### The request
Reproduce every row below word for word, without changing a single character.

Coordinate labeling data:
-------------------------
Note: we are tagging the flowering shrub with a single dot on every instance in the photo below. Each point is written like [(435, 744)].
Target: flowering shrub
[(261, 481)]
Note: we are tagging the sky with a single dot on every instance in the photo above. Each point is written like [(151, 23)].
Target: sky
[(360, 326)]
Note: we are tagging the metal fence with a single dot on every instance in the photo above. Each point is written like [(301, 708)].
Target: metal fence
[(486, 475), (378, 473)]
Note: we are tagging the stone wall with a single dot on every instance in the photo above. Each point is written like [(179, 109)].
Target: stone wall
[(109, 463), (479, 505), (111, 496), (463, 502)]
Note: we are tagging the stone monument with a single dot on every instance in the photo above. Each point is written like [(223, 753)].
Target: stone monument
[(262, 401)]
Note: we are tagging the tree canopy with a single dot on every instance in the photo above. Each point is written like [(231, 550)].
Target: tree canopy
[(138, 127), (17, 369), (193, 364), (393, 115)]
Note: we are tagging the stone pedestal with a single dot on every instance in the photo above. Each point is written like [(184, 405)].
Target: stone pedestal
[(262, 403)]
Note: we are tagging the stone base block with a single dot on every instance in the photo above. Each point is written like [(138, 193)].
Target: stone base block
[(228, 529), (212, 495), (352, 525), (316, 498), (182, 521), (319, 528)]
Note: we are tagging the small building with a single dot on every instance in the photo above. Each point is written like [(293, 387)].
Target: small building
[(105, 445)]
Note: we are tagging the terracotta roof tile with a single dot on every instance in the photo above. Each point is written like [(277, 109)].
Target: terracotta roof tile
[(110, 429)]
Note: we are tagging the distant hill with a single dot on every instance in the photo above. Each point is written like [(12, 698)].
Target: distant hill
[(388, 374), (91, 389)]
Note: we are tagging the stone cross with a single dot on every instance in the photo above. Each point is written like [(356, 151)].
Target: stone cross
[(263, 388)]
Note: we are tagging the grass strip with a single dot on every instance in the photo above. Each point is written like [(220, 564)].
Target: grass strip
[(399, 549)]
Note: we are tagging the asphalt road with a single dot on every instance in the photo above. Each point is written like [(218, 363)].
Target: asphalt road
-------------------------
### Exercise solution
Note: we are tagging the flowering shrub with a single dot on every instance in the photo below. Each point is written like [(435, 744)].
Target: flowering shrub
[(261, 481)]
Note: we are tagging the sky with a single dot on every instance in the photo above. Each point is written like [(151, 23)].
Target: sky
[(360, 326)]
Note: we are tagging the metal fence with a single dot on every instance in the photo above. Each point is written like [(301, 708)].
Target: metal fence
[(486, 475), (378, 473)]
Note: we are tagging the stone wall with a single dot on every instance in the photo above. Each point is written like [(179, 109)].
Target: stone wall
[(109, 463), (479, 505), (111, 496), (463, 502)]
Note: we are tagging the stone monument with a single dot on every instance in the photo above. Each point is written like [(223, 753)].
Target: stone monument
[(262, 401)]
Note: we are tagging the tree canopy with a single dot on every instance in the photo above. Each point is written like [(231, 550)].
Target: tree canopy
[(138, 127), (17, 369), (193, 364), (393, 115)]
Note: we are tagging the stone pedestal with a single dot on every instance in the photo above. Each point is written like [(184, 405)].
Target: stone pedestal
[(262, 403)]
Note: we are tagging the stone base block with a single dot on every instance in the photo above. Each point is written like [(138, 193)].
Target: stone base block
[(228, 529), (212, 495), (352, 525), (316, 498), (182, 521), (319, 528)]
Note: we are tagging the small building with a single dot on every instance in the photo above. Each point is written like [(293, 387)].
Target: small building
[(105, 445)]
Note: we are tagging the terracotta roof tile with a single dot on every instance in the photo above. Each point is written like [(277, 109)].
Target: terracotta roof tile
[(110, 429)]
Note: we are tagging the distant hill with a single dot on every instance in the photo above. Each point is written like [(12, 698)].
Target: distant hill
[(388, 374), (91, 389)]
Note: we are tagging the stone cross with a single dot on every instance in the photo above. Each point is written like [(356, 151)].
Target: stone cross
[(263, 388)]
Note: we are tagging the grass strip with a single dot on every instance in the photo above. Each point is written like [(220, 564)].
Target: grass strip
[(399, 549)]
Note: we are tagging the asphalt road with a single dot on every instance in the photo above. Each point is written like [(218, 363)].
Target: asphalt road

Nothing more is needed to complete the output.